Work instruction >>
Return the lines that run from the beginning of the entries to the line holding "box: [931, 483, 1080, 570]", inclusive, and drop the pictures.

Exercise data >>
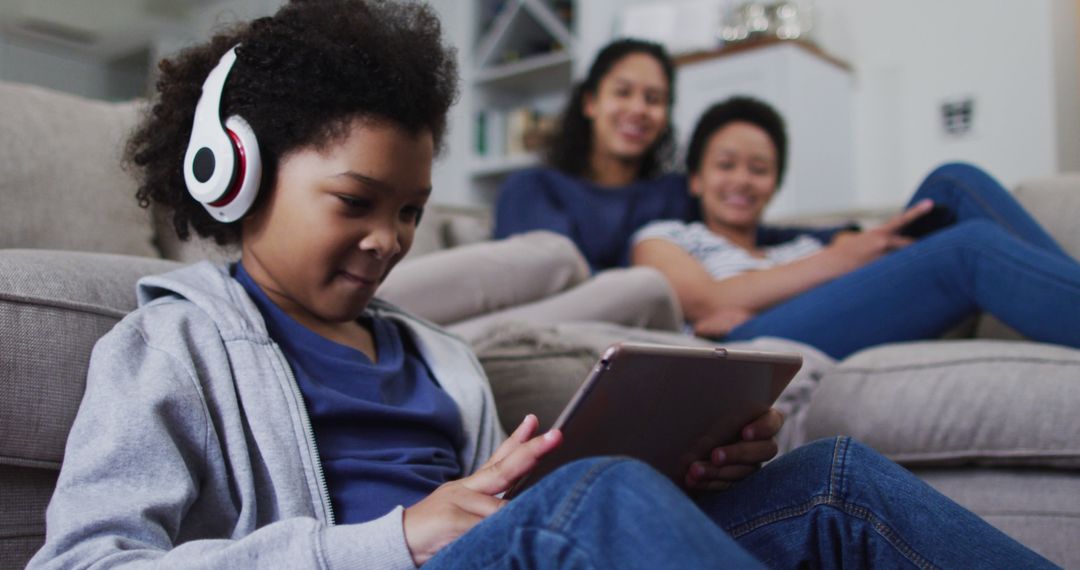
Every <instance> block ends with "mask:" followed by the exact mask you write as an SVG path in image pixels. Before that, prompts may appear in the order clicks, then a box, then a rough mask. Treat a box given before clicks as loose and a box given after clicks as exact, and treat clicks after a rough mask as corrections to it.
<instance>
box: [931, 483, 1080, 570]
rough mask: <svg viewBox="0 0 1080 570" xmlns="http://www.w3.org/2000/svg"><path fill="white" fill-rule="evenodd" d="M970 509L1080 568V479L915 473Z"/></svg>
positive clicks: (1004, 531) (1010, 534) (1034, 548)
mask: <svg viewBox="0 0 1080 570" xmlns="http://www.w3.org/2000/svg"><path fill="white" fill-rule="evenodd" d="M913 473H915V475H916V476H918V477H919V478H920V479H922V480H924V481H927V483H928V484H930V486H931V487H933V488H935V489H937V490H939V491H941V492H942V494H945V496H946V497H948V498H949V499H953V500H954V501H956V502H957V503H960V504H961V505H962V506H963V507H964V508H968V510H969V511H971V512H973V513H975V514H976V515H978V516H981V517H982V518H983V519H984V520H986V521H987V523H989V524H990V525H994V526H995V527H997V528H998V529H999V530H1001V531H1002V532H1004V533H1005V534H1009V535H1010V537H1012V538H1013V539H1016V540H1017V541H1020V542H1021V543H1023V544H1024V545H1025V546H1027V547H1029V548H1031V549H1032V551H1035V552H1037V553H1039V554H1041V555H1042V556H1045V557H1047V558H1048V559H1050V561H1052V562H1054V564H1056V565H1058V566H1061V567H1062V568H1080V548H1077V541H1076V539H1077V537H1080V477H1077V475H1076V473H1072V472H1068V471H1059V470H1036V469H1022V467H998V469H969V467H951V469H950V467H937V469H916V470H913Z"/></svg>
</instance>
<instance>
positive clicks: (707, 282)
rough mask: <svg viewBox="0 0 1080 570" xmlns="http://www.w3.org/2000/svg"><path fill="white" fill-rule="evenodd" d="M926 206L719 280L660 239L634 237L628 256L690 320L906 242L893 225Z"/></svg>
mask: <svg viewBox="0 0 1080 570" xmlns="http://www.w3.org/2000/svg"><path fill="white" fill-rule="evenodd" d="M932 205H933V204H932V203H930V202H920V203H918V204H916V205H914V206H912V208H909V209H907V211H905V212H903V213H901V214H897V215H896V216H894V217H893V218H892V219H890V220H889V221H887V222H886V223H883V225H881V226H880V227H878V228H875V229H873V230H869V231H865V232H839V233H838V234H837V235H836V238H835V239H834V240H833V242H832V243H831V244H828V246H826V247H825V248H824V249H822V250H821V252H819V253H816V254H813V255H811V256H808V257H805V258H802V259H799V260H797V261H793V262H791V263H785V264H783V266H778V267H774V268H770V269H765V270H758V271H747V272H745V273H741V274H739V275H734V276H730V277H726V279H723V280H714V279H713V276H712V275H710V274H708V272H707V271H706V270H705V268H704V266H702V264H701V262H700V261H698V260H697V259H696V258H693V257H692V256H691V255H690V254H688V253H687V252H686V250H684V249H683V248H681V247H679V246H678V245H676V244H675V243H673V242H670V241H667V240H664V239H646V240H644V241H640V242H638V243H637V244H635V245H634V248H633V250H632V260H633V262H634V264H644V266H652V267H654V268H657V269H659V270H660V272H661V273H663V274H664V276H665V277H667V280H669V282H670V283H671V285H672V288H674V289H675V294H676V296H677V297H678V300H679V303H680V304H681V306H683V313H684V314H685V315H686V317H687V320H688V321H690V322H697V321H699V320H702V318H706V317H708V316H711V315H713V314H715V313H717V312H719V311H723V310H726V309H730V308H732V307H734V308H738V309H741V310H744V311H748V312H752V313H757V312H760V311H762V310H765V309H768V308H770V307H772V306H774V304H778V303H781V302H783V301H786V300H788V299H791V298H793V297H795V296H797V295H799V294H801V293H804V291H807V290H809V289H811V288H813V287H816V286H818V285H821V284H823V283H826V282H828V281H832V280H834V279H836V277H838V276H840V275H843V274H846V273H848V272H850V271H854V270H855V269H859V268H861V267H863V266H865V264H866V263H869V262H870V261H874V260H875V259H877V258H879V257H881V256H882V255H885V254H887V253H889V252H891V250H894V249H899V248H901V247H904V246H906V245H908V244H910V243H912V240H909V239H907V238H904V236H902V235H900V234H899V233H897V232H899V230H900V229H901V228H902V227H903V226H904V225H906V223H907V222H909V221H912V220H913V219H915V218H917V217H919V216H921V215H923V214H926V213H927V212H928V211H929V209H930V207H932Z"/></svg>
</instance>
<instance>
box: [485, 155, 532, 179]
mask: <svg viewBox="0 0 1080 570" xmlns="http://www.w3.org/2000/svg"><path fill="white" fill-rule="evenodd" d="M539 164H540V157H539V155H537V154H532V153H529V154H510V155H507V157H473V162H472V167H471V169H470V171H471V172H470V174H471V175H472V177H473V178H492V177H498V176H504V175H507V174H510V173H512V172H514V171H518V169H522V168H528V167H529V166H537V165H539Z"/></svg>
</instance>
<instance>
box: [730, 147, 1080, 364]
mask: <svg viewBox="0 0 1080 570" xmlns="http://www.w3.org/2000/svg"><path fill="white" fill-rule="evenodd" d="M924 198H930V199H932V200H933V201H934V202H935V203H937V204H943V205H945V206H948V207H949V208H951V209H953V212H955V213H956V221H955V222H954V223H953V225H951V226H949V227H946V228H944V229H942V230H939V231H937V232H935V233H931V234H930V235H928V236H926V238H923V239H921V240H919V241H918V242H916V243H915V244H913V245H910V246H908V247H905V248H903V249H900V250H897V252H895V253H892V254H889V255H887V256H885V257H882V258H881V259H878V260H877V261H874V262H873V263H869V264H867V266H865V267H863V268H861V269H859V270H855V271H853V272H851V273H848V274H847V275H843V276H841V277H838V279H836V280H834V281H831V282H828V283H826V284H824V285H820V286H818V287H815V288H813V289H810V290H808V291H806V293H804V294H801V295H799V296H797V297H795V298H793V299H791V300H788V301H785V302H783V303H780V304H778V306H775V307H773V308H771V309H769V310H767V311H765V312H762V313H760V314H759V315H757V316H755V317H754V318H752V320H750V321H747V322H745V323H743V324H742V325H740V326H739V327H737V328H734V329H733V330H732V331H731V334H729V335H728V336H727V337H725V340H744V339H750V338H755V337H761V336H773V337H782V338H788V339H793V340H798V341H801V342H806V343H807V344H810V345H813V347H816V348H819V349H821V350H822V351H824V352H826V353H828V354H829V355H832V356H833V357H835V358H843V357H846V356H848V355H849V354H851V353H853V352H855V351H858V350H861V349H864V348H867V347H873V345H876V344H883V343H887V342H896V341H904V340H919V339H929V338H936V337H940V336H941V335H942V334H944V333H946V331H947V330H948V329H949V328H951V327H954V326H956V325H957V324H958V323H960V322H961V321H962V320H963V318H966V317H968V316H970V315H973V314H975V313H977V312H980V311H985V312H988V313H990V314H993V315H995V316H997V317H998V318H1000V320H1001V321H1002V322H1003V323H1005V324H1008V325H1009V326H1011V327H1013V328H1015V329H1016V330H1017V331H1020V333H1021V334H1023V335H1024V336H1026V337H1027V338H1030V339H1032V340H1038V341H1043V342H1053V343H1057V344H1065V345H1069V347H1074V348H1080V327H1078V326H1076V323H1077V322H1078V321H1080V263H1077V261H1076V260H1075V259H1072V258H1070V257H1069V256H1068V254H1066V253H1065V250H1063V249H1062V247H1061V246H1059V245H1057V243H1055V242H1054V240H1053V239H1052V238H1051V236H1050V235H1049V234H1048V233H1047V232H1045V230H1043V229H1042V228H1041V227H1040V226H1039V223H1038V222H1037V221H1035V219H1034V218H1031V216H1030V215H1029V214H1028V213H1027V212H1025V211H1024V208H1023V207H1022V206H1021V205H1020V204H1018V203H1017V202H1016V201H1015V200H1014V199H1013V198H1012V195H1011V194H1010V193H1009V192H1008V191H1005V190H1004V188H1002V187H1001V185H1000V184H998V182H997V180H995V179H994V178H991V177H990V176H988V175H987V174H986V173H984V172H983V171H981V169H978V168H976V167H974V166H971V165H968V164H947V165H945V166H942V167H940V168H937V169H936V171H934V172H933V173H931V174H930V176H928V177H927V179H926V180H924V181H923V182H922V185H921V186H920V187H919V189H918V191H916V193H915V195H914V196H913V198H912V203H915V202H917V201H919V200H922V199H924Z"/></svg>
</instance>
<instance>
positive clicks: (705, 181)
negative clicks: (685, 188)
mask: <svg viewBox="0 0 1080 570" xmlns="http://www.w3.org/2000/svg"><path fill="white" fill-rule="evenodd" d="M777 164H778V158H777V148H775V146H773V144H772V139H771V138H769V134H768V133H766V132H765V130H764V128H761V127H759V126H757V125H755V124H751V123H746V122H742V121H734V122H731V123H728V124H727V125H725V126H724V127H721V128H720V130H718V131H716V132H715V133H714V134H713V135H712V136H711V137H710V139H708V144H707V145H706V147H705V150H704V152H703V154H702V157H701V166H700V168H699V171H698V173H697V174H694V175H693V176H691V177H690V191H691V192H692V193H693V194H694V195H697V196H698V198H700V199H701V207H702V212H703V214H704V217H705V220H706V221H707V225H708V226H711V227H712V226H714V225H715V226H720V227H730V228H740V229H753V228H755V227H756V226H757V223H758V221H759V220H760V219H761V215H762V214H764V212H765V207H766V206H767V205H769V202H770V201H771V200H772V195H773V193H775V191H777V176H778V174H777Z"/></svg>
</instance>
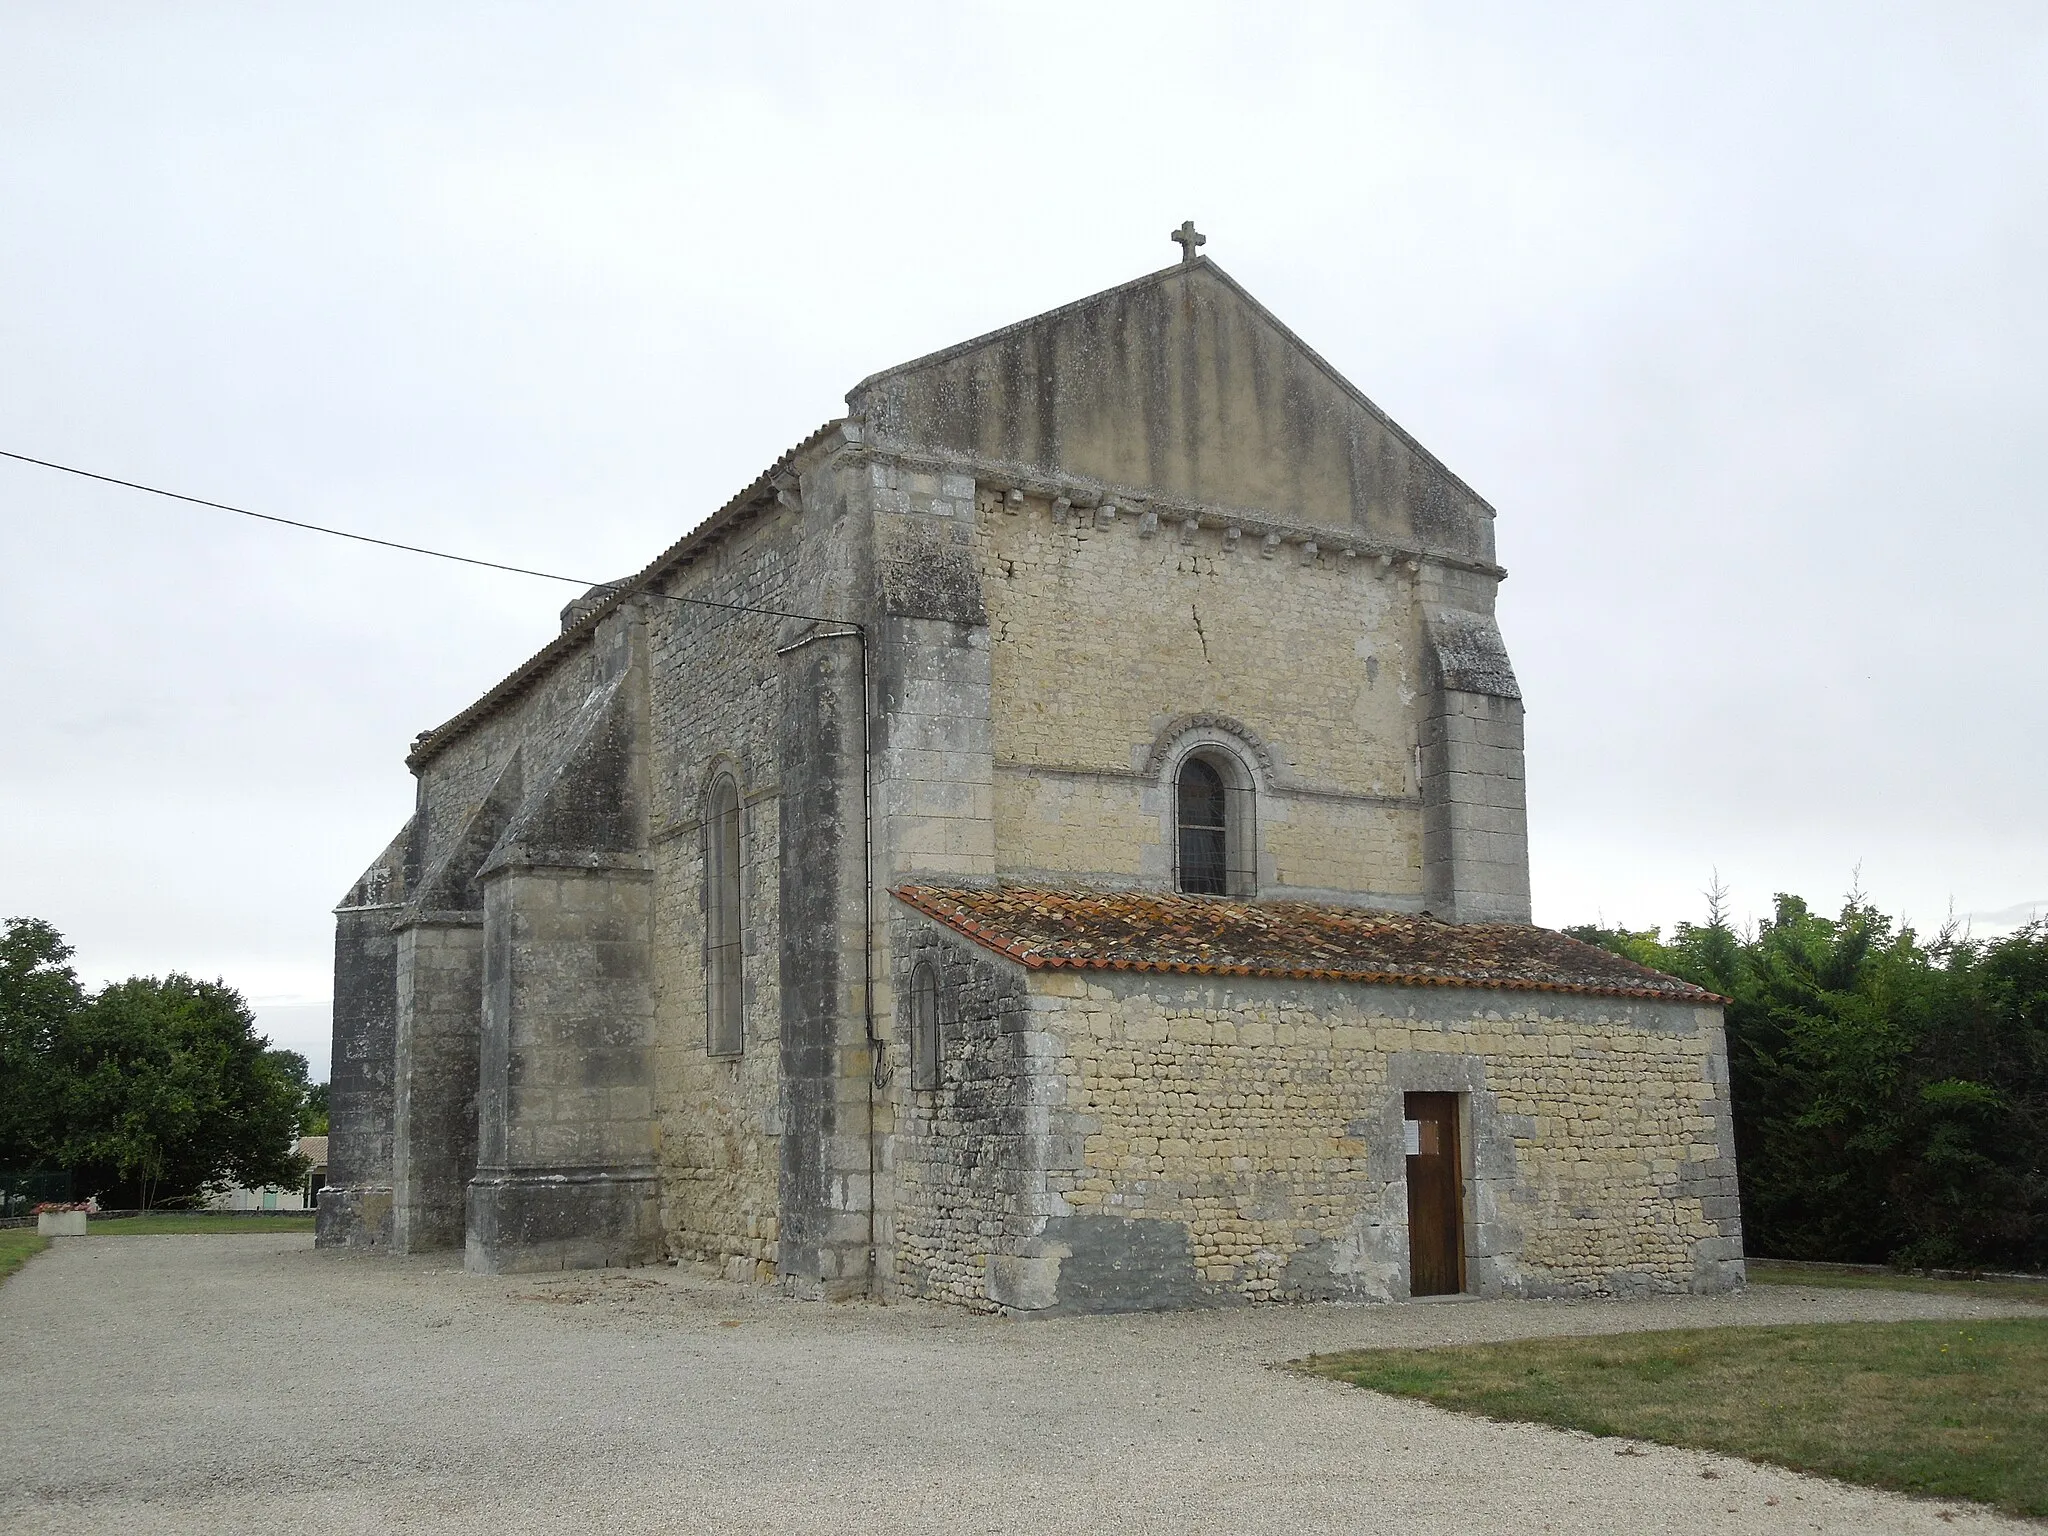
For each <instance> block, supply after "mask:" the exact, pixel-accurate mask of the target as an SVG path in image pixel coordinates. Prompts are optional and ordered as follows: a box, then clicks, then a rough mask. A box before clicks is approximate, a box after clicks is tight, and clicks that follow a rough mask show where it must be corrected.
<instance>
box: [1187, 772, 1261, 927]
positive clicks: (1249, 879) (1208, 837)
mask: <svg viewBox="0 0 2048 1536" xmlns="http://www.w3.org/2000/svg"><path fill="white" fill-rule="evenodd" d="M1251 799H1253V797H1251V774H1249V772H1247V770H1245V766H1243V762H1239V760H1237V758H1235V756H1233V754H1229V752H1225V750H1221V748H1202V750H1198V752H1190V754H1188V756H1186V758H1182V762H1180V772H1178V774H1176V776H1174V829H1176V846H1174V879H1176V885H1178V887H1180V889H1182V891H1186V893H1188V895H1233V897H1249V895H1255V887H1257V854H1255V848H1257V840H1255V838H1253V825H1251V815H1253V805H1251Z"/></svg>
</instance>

Answer to this problem >>
Every <instance> block ends with "mask:" followed by the exact mask you write as an SVG path in image pixels. Before that, prompts may appear in the order clicks, then a box, then a rough mask. Treat a box given before clicks as loose and a box given after clicks as exact, and treat clicks after a rough mask as corrections to it.
<instance>
box: [931, 483, 1080, 570]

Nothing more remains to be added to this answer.